- _REQUIREMENT_: Could you restate every record below word for word?

- _GIVEN INFORMATION_:
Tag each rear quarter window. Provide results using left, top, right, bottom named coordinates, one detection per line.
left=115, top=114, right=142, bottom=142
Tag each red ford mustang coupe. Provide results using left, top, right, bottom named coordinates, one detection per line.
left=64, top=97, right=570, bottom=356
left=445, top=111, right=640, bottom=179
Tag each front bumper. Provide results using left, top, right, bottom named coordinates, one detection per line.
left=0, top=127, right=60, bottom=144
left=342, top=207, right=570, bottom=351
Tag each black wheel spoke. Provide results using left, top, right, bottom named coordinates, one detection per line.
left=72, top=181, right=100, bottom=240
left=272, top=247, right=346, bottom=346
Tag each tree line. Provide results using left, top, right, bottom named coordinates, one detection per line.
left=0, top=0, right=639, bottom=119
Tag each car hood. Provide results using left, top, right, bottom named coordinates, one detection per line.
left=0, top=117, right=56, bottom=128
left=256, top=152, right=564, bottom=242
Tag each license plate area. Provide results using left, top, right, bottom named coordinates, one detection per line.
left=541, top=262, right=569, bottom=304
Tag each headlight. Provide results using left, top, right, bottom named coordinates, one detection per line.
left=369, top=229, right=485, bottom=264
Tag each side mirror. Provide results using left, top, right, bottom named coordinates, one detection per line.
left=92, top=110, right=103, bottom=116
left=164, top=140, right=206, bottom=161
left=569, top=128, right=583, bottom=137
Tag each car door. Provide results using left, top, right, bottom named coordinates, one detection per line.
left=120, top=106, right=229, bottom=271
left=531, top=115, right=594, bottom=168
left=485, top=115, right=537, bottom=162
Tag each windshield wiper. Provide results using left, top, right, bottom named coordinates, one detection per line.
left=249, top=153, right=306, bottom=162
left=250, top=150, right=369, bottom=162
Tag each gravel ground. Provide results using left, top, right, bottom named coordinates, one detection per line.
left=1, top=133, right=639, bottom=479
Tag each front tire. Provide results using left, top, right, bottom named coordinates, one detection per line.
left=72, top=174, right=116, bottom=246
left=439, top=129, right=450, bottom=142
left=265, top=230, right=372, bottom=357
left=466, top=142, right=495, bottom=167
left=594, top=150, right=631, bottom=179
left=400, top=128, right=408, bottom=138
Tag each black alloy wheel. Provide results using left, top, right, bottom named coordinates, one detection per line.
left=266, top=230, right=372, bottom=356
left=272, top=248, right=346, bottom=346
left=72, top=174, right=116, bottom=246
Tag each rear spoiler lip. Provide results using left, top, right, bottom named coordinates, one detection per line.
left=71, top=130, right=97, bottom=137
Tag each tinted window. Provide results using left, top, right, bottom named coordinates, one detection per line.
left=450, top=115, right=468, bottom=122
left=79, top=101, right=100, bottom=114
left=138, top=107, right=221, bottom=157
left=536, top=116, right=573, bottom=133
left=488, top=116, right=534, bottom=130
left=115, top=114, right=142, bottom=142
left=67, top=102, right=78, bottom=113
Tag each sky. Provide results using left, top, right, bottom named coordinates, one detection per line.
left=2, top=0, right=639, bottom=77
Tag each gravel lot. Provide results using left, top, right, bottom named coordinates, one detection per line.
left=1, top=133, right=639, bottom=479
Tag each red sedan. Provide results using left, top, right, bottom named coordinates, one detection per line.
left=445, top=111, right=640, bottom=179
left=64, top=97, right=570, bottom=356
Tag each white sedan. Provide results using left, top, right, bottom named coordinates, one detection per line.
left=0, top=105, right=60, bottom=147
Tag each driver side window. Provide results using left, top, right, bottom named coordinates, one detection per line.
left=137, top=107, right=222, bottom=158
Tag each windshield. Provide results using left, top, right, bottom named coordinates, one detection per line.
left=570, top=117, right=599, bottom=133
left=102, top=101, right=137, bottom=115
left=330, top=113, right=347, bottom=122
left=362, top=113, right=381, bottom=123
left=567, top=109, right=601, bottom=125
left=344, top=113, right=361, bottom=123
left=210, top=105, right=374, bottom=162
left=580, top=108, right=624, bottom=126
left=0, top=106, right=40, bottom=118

- _FINISHED TASK_:
Tag each rear quarter window. Provide results using left, top, right, bottom named coordinates, one detection per line.
left=115, top=114, right=142, bottom=142
Tag each red ford mustang coupe. Provide results using left, top, right, bottom named coordinates, one detection per line.
left=64, top=97, right=570, bottom=356
left=445, top=111, right=640, bottom=179
Tag each front bumper. Provide results using left, top, right, bottom named coordinates, one detection per line.
left=0, top=127, right=60, bottom=144
left=342, top=207, right=570, bottom=351
Tag each black wheel spoke. Provide results using left, top, right, bottom named coordinates, one detection per line.
left=72, top=181, right=100, bottom=240
left=272, top=247, right=346, bottom=346
Tag each tree line. Provide results using left, top, right, bottom named coordinates, one detection per line.
left=0, top=0, right=639, bottom=119
Tag each car hood. Provide results using left, top, right, bottom named coordinates, one detection per line.
left=0, top=117, right=56, bottom=128
left=256, top=152, right=564, bottom=242
Tag each license plate area. Provide results using left, top, right, bottom named coordinates, one detection per line.
left=541, top=262, right=569, bottom=304
Tag each headlight. Provide results using left, top, right, bottom named coordinates, one detection per line.
left=369, top=229, right=485, bottom=264
Tag each side mirror. Provide results using left, top, right, bottom named coordinates, one detection per line.
left=92, top=110, right=103, bottom=116
left=164, top=140, right=206, bottom=161
left=569, top=128, right=583, bottom=137
Tag each car door. Provide results using left, top, right, bottom named coordinates, one detection per line.
left=120, top=106, right=229, bottom=271
left=531, top=115, right=594, bottom=168
left=485, top=115, right=537, bottom=162
Tag each windshield wiper. Provide results using left, top, right, bottom named coordinates, one detection per line.
left=249, top=153, right=306, bottom=162
left=250, top=150, right=369, bottom=162
Tag each gravel ground. Provide results using left, top, right, bottom named coordinates, one detection per line.
left=1, top=133, right=639, bottom=479
Tag each front tire. Provide results using left, top, right, bottom named coordinates, one detection per line.
left=72, top=174, right=116, bottom=246
left=439, top=129, right=450, bottom=142
left=265, top=230, right=372, bottom=357
left=466, top=142, right=495, bottom=167
left=594, top=150, right=631, bottom=179
left=400, top=128, right=408, bottom=138
Tag each black alloy wheel. Provide results using left, top, right, bottom named coordinates, one detection per line.
left=266, top=230, right=372, bottom=356
left=272, top=248, right=346, bottom=346
left=72, top=174, right=116, bottom=246
Tag each rear spoiler lip. Provide results using left, top, right, bottom named coordinates, one detection per line.
left=71, top=130, right=97, bottom=137
Tag each tinted window. Provide results using left, top, right, bottom named coordinates, one detection per line.
left=450, top=115, right=468, bottom=122
left=79, top=101, right=100, bottom=114
left=138, top=107, right=221, bottom=157
left=536, top=116, right=573, bottom=133
left=488, top=116, right=534, bottom=130
left=115, top=114, right=142, bottom=142
left=67, top=102, right=78, bottom=113
Tag each sky. Provide results using left, top, right, bottom named coordinates, one detection per line.
left=2, top=0, right=639, bottom=77
Tag each gravel lot. Provide results using left, top, right, bottom named coordinates, one detection per line.
left=1, top=133, right=639, bottom=479
Tag each red sedan. Provide results using left, top, right, bottom named coordinates, one detection per line.
left=445, top=111, right=640, bottom=179
left=64, top=97, right=570, bottom=356
Tag each white sedan. Provide results using left, top, right, bottom named coordinates, one detection per line.
left=0, top=105, right=60, bottom=147
Tag each driver side window. Provide results using left, top, right, bottom named coordinates, one detection per line.
left=137, top=107, right=222, bottom=158
Tag each windshield. Provide results using left, top, right, bottom named coordinates, one detection per line.
left=570, top=117, right=599, bottom=133
left=102, top=101, right=137, bottom=115
left=330, top=113, right=347, bottom=122
left=362, top=113, right=381, bottom=123
left=567, top=109, right=601, bottom=125
left=344, top=113, right=361, bottom=123
left=210, top=105, right=374, bottom=162
left=580, top=108, right=624, bottom=126
left=0, top=106, right=40, bottom=118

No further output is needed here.